PAGE EXTRACT:

Haviva Pedaya wants us to shake us up a bit, but in the most creative and artistic way she knows. The 63-year-old poet, author, cultural researcher, and professor of Jewish history, has a penchant for crafting intriguing musical projects with significant subtexts that address all manner of topics.
Her slot at this year’s Jerusalem International Oud Festival, at 9 p.m. on Saturday at the Jerusalem Theater, goes by the forehead furrowing name of “The Golem: Musical Works to a Contemporary Poem.” Pedaya has put together quite a few evocative multi-layered productions over the years but this looks like it is right up there with the most challenging ventures she has taken on to date.
But Pedaya generally packs a cultural punch or two and, when she gets started on something, it is hard to know where it will all end up. In the case of “The Golem” she has spread her wings just about as far as they can reach. The work comprises numerous layers of a musical, thematic and cultural nature. In the festival blurb it is described as: “a kind of rhapsody, or techno-rock-pop-and-soul piyyut opera.” That’s a pretty hefty epithet, but it sits comfortably with the creator. “There is similarity [with the operatic format],” she notes. “There is a narrative basis, there is a concept. The music is informed by a concept.”

WHAT YOU WILL DO:
[1] Reproduce the stretch of the Haviva Pedaya article that starts at the words "Haviva Pedaya wants" and ends after the words "on to date.".
[2] Pick up the Haviva Pedaya article after its final sentence and keep writing it.

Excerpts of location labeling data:

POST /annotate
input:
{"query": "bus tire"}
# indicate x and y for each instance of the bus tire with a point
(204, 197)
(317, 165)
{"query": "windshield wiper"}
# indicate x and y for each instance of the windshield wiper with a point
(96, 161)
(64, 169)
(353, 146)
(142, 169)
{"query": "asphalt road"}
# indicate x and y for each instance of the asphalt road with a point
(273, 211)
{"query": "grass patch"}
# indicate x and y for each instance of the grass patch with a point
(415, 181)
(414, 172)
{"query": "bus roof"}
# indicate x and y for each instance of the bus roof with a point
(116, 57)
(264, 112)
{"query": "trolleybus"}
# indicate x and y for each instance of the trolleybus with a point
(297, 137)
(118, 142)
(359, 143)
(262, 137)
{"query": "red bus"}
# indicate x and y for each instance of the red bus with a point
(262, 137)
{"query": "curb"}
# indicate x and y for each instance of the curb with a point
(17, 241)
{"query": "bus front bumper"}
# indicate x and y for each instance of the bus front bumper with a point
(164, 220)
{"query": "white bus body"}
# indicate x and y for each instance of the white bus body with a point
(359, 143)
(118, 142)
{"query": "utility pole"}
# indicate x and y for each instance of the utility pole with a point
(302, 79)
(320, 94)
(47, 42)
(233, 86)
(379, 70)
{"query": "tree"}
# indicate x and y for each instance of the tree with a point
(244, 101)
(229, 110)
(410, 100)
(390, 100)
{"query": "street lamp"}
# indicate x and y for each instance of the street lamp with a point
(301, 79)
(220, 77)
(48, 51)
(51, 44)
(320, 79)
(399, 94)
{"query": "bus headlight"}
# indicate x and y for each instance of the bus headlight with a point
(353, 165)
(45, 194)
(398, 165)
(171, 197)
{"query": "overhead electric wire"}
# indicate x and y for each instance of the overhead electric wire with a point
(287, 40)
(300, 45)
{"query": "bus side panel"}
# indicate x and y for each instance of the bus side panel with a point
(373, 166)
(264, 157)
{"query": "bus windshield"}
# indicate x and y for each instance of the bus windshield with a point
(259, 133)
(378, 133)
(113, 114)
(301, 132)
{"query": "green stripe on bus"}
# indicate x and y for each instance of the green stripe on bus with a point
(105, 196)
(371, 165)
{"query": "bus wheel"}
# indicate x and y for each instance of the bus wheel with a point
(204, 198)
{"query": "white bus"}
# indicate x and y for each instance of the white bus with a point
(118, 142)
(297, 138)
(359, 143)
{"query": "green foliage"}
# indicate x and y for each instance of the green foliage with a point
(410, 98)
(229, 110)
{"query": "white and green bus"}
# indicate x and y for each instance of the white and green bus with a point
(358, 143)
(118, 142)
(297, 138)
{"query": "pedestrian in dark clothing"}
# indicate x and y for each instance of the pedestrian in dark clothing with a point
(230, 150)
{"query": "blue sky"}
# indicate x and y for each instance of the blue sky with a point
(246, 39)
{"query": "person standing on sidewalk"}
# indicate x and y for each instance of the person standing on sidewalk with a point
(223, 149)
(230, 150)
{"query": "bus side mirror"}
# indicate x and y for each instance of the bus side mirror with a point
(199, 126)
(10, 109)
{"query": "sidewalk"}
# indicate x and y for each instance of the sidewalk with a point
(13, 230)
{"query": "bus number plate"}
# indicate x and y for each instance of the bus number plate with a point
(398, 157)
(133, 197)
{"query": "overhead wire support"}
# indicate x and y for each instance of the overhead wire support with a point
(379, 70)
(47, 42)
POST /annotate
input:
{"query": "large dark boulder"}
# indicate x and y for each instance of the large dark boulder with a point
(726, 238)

...

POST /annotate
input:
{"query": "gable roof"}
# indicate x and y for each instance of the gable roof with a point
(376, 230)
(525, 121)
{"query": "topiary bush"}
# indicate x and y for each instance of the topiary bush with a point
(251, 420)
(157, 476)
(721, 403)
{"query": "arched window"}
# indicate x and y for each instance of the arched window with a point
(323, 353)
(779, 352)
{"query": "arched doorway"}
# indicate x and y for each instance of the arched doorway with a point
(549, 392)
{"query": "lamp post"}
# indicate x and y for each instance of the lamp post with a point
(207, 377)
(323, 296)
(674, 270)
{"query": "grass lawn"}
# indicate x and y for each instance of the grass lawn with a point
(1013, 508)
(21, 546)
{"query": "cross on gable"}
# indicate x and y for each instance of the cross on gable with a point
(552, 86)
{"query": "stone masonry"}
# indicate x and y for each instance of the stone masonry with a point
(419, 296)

TASK-BY-TASK RESULTS:
[1]
Haviva Pedaya wants us to shake us up a bit, but in the most creative and artistic way she knows. The 63-year-old poet, author, cultural researcher, and professor of Jewish history, has a penchant for crafting intriguing musical projects with significant subtexts that address all manner of topics.
Her slot at this year’s Jerusalem International Oud Festival, at 9 p.m. on Saturday at the Jerusalem Theater, goes by the forehead furrowing name of “The Golem: Musical Works to a Contemporary Poem.” Pedaya has put together quite a few evocative multi-layered productions over the years but this looks like it is right up there with the most challenging ventures she has taken on to date.

[2]
The concept contains a desperate existential message – the ongoing destruction of our planet. “This is the story of the postmodern golem,” says Pedaya. The idea of the golem came up in the corona year. It comes from the idea of the cruel behavior in the world, and how we have become golems who have reneged and attacked our own creator. We are destroying the planet on which we live.”
The idea of the golem courses through Jewish folklore since time immemorial. It is said that Adam, the first human being, was essentially a golem, formed from dust. However, the term is normally associated with an anthropomorphic being made from inanimate material, generally clay. The most famous incarnation of the fabled being is the golem which is said to be the work of Judah Loew ben Bezalel, the late 16th century rabbi of Prague. Tradition has it that, one Shabbat, the monster, which ben Bezalel created in order to protect the Jewish community from antisemitic attacks, went on a rampage before the rabbi managed to deactivate it. Should you participate in a synagogue tour in Prague your guide will, no doubt, tell you that its remains still rest in the attic of the Old New Synagogue.
The Czech tale may not translate verbatim into Pedaya’s work but the dystopian message is crystal clear. “The tale [in The Golem] is based on the Garden of Eden, which is called Pardess (Orchard) in Farsi, and continues onto the story of God who creates man, man who creates the golem, the golem that rises up against its own creator, leading towards apocalypse,” Pedaya continues.
The musical substratum to the whole work feeds off the spirit and textures of Persian music, of various ilks. “There are classical passages, rhythmic parts, instrumental and vocal,” Pedaya explains.
But Pedaya has never been one for sticking to the tried and trusted mainstream pathway to artistic fruition. She always remains receptive to contemporary vibes and modes of expression, and has forged an oxymoronic mosaic of sounds that may delve into time-honored thought and culture, but also injects some more feral 21st century dynamics.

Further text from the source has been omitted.